Prompt – Search the data below for "wood"; list each line that holds it.
(Information shown)
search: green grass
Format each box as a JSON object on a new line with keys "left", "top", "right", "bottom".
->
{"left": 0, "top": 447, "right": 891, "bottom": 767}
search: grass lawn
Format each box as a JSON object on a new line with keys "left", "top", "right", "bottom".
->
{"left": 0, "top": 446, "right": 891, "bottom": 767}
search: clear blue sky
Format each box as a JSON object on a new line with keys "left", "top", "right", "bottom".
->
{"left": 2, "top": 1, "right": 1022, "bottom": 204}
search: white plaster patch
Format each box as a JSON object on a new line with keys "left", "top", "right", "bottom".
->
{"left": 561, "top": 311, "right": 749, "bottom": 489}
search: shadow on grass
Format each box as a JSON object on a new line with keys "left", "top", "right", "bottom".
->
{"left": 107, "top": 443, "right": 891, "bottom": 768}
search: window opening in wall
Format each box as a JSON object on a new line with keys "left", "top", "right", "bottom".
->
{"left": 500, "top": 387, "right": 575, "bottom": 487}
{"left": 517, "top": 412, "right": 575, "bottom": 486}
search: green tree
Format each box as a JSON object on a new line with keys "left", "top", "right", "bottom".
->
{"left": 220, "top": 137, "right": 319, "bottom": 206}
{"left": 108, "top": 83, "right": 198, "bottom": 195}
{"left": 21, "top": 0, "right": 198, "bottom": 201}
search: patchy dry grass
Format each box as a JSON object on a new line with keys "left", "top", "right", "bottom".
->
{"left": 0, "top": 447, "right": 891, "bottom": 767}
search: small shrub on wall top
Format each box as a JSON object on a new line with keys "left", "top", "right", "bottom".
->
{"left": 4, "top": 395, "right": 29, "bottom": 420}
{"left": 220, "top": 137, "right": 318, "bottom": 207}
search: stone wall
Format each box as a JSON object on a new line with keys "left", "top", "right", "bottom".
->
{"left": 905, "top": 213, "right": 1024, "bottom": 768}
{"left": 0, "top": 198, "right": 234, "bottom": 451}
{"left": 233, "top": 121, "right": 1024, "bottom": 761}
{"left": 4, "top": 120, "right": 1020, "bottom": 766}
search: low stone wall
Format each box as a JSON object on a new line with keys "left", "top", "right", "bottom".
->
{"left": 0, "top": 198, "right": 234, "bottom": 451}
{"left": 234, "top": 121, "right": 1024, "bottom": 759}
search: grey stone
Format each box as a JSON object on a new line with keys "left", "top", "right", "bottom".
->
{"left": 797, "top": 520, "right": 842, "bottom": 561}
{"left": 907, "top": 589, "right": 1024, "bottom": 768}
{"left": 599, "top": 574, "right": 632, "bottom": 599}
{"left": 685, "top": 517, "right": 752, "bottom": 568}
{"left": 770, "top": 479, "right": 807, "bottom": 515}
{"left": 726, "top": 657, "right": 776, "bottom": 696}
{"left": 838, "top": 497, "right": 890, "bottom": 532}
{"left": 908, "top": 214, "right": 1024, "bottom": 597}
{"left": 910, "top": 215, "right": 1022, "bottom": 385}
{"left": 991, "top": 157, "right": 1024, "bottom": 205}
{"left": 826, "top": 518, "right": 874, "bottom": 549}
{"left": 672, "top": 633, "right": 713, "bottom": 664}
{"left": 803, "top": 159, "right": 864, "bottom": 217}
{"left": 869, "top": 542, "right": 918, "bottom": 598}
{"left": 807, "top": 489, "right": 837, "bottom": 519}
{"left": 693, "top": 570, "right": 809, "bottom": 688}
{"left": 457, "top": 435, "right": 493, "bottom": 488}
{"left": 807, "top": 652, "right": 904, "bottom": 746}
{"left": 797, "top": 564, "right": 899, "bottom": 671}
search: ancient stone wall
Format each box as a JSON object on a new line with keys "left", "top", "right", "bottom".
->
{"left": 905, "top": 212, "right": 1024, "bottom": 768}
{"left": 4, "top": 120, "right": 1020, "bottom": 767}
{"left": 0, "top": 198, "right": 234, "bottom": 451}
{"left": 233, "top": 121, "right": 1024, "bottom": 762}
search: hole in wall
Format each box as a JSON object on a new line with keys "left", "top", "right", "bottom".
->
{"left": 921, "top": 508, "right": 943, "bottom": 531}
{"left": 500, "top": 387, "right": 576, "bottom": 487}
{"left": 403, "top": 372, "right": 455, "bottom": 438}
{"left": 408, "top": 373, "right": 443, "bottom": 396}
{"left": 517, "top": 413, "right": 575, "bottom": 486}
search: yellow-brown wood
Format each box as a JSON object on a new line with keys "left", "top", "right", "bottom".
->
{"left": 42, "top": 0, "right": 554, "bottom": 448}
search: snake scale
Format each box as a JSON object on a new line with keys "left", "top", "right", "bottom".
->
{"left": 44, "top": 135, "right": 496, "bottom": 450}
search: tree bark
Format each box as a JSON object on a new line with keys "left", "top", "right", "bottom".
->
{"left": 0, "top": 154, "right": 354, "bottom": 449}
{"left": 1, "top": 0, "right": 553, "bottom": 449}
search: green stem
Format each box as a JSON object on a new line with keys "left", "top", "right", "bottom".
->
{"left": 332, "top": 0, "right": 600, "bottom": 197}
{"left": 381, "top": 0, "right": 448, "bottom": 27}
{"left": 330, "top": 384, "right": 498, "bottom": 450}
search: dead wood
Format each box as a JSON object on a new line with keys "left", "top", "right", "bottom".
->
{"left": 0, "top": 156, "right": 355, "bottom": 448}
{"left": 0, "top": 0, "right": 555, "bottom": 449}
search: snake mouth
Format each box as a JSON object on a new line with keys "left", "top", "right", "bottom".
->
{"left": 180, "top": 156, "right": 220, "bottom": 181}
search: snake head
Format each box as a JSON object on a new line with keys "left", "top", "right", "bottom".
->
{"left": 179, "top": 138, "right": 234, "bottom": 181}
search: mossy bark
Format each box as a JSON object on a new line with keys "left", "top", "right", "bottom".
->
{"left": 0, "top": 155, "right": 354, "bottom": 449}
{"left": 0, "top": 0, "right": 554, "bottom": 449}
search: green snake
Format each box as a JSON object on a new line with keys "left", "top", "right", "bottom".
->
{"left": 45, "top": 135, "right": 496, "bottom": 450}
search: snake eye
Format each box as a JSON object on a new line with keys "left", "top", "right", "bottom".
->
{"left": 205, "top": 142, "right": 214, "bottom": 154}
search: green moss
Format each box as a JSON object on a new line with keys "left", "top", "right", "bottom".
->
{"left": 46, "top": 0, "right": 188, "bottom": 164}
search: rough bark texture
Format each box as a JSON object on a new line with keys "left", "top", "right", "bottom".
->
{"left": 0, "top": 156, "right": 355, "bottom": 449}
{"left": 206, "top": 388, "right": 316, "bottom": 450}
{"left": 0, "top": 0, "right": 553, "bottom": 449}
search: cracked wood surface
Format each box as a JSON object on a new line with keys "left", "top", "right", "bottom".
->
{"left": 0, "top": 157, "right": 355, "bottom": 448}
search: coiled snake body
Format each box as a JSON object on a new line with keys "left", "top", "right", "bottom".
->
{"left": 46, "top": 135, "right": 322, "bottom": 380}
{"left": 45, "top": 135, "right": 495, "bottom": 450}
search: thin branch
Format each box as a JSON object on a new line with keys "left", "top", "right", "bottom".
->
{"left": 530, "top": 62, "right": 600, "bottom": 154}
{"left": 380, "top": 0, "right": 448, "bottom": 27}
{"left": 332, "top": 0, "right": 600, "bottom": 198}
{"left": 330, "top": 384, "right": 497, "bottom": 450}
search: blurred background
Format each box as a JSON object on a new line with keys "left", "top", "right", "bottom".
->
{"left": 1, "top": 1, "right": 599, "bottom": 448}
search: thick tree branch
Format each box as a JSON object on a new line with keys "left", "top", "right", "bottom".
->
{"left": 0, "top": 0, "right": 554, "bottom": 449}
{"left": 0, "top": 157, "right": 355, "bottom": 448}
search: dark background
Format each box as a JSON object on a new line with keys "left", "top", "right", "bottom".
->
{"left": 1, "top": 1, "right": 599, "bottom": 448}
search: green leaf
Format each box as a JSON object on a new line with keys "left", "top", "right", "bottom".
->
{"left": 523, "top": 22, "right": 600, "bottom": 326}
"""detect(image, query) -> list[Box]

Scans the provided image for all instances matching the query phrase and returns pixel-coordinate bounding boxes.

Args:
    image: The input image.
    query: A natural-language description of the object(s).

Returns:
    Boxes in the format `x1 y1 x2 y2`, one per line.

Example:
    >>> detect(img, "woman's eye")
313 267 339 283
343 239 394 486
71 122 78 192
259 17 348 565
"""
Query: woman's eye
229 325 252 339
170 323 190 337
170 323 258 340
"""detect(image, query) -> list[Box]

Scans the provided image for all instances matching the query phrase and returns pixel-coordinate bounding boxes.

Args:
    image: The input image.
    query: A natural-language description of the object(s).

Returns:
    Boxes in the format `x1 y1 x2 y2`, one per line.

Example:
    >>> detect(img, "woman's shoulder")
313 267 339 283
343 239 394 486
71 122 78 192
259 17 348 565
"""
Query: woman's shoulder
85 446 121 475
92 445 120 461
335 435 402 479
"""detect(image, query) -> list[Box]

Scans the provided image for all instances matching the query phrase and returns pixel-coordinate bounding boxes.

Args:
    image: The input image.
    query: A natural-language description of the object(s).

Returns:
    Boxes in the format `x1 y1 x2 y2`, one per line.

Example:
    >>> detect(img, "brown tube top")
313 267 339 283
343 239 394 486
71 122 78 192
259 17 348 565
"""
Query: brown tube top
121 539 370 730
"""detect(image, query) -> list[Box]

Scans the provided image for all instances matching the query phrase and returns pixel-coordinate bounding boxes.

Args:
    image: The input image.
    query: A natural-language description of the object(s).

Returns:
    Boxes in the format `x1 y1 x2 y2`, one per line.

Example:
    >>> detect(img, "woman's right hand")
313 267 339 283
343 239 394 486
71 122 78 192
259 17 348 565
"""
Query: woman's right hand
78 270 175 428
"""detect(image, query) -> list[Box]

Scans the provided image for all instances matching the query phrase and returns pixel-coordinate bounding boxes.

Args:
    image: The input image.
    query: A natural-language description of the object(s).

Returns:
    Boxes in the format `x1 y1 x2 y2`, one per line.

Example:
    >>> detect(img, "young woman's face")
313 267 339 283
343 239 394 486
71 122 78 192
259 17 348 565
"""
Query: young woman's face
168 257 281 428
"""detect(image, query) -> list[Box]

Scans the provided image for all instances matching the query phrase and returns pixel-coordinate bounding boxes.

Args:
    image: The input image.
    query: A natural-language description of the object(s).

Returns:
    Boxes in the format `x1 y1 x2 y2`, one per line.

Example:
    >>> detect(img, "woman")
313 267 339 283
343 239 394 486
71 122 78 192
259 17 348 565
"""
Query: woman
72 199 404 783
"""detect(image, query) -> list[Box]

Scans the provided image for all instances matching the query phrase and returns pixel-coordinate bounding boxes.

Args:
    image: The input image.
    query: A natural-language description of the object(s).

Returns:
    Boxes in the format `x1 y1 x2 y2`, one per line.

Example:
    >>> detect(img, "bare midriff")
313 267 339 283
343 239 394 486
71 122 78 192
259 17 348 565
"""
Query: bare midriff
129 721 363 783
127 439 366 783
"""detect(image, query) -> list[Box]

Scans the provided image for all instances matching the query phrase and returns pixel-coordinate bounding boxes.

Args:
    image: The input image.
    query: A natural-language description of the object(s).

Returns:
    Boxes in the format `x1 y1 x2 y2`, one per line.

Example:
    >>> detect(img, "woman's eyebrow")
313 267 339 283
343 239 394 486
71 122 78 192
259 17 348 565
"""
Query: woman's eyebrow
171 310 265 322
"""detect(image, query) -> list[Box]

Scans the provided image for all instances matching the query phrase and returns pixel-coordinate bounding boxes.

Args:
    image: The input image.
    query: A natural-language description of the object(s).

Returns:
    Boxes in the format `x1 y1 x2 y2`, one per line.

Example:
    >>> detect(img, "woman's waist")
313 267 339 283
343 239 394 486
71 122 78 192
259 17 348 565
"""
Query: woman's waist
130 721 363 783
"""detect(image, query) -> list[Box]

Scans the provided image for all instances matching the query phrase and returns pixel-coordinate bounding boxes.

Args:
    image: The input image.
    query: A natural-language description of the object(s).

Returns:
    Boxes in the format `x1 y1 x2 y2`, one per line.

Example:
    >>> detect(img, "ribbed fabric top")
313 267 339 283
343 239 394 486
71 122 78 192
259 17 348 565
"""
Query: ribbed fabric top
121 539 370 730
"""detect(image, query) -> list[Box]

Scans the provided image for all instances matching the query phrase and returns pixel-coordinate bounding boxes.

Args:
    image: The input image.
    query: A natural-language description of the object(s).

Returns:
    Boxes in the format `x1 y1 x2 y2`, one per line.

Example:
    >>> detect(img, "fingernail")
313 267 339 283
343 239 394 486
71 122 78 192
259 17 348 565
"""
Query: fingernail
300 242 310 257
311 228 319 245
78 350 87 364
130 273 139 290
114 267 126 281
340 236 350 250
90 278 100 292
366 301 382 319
(End Information shown)
Problem solution –
search: yellow-brown wood
search: dead wood
search: cracked wood surface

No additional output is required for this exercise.